## SOURCE TEXT
For Tarana Burke, the Sean ‘Diddy’ Combs legal case is one more sign of #MeToo’s lasting impact
Tarana Burke says people are always asking “what’s next?” for the #MeToo movement, the broad reckoning against sexual misconduct and abuse that she helped launch seven years ago.
This week, Burke, who coined the phrase “me too” decades ago in work with survivors of sexual violence and saw it go viral in 2017 with the Harvey Weinstein case, has two ready answers.
On Tuesday, the organization she leads, called ‘me too.’ International, announced an initiative to become truly international in scope — a so-called global network to partner with groups in 33 countries across the globe to combat sexual violence.
On the same day in a New York courtroom, the latest high-profile case was unfolding involving an influential man accused of abusing his power and privilege to inflict sexual harm: mogul Sean “Diddy” Combs, who was headed to jail to await trial in his federal sex trafficking case.
Another, broader effect of the movement, she says, is that victims now feel emboldened to come forward because they have more trust that they’ll be believed.
“Power and privilege are no longer a complete cover for people who decide to abuse and harm,” Burke said. “And to the question of what’s next (for #MeToo) — this IS what’s next, the exposing of so much corruption and abuse of power and harming, What’s next is all of these laws and (other) things that have happened, and we just need to keep building and building.”
Burke was in New York on Tuesday to announce, at the Ford Foundation’s Free Future conference, her organization’s new Global Network to combat sexual and gender-based violence. The foundation has committed the initial $1 million of $5 million that ’me too.’ International is trying to raise, Burke said.
“After #MeToo went viral, I had tons of people who were reaching out from all across the world,” she said. “They were starting their own work or they were building on what they were already doing.”
And they wanted to know how they could join forces. “On the one hand, I don’t have ownership — nobody can have ownership of a social justice movement,” Burke said. “But on the other hand, there’s a particular ideology and perspective that we work under.”

## EXERCISE TASKS
**A.** Copy out the article on Tarana Burke from "Burke was in" to "raise, Burke said.".
**B.** Say whether each statement agrees with the article on Tarana Burke, answering yes or no and quoting the deciding words: (i) The Ford Foundation has committed $1 million toward the $5 million that 'me too.' International is trying to raise. (ii) Burke first coined the phrase "me too" in 2017. (iii) The new global network plans to partner with groups in 33 countries.

## ENTRIES SUPPLIED
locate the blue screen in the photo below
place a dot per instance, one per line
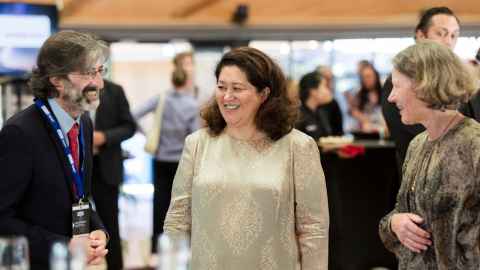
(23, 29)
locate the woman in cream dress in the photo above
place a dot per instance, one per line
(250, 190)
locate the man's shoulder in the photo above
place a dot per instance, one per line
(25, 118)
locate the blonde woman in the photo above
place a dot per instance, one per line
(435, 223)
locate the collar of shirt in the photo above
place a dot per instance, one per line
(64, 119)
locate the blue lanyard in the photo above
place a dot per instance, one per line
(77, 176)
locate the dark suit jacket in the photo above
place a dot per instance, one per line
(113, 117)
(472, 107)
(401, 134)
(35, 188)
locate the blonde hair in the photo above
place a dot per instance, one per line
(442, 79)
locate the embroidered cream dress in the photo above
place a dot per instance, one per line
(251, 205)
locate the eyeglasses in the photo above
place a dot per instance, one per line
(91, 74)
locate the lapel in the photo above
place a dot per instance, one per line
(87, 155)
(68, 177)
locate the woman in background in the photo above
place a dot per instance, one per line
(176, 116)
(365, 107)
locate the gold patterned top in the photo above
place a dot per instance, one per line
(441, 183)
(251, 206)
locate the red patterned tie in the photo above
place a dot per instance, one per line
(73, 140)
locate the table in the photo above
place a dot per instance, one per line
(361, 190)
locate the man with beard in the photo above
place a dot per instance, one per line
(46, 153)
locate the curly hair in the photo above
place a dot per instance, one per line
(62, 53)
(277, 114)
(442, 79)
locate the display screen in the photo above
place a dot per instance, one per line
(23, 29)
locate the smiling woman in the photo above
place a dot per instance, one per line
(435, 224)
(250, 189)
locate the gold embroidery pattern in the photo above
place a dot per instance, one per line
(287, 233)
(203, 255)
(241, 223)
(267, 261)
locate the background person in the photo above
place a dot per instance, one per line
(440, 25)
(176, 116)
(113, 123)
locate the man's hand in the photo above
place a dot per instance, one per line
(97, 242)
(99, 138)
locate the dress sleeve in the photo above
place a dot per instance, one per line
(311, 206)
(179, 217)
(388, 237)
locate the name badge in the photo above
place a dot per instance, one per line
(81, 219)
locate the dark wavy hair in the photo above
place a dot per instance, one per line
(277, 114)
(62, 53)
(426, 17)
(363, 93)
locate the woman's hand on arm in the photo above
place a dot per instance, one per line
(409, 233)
--
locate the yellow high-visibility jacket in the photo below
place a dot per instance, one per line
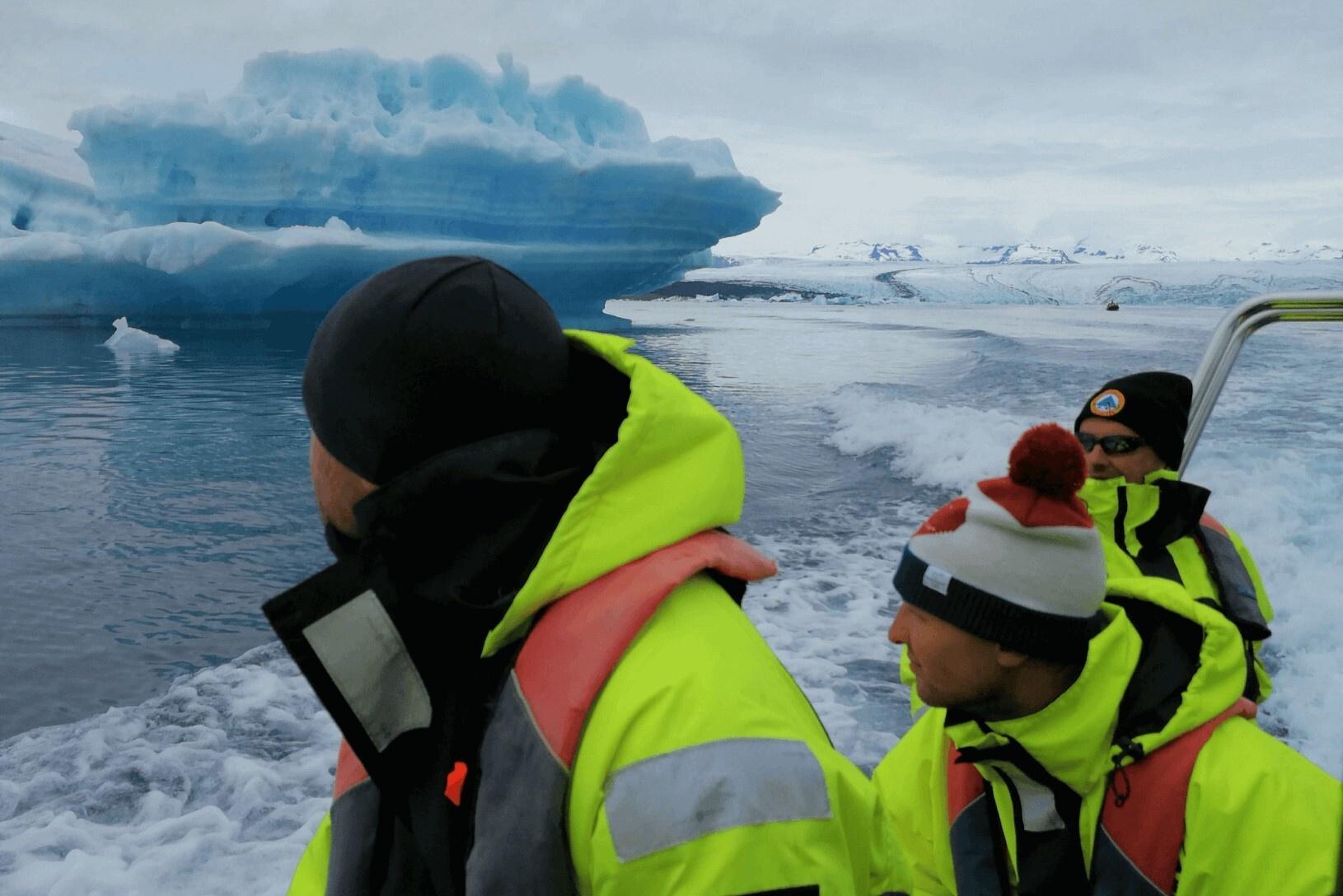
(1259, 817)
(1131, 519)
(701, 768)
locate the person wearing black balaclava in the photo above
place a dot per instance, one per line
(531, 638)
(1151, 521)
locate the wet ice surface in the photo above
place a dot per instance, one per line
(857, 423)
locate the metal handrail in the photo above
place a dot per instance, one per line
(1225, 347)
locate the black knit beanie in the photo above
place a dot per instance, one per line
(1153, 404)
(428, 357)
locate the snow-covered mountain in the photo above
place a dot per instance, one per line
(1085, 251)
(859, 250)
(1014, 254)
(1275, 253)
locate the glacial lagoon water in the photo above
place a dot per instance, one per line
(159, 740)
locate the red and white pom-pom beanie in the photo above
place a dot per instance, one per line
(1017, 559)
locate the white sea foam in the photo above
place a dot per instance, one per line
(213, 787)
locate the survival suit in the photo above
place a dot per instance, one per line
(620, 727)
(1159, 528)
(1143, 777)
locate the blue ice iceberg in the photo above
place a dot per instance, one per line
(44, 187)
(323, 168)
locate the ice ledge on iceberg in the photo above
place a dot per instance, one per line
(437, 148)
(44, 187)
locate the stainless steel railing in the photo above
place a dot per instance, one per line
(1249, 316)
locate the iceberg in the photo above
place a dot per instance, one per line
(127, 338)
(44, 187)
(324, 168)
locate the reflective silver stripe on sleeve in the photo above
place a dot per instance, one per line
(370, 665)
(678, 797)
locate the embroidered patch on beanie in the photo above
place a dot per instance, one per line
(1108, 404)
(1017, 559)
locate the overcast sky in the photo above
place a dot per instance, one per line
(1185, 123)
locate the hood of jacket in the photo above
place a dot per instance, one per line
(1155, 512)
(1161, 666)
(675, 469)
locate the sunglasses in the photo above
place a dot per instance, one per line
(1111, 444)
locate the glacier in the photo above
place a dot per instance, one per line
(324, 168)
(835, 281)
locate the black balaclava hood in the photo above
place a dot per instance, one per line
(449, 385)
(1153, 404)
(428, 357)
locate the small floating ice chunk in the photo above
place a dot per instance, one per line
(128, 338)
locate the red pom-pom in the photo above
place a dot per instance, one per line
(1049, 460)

## ANSWERS FOR THE TASKS
**A.**
Burke was in New York on Tuesday to announce, at the Ford Foundation’s Free Future conference, her organization’s new Global Network to combat sexual and gender-based violence. The foundation has committed the initial $1 million of $5 million that ’me too.’ International is trying to raise, Burke said.

**B.**
(i) Yes: "The foundation has committed the initial $1 million of $5 million that ’me too.’ International is trying to raise"
(ii) No: "who coined the phrase “me too” decades ago in work with survivors of sexual violence and saw it go viral in 2017"
(iii) Yes: "a so-called global network to partner with groups in 33 countries across the globe to combat sexual violence"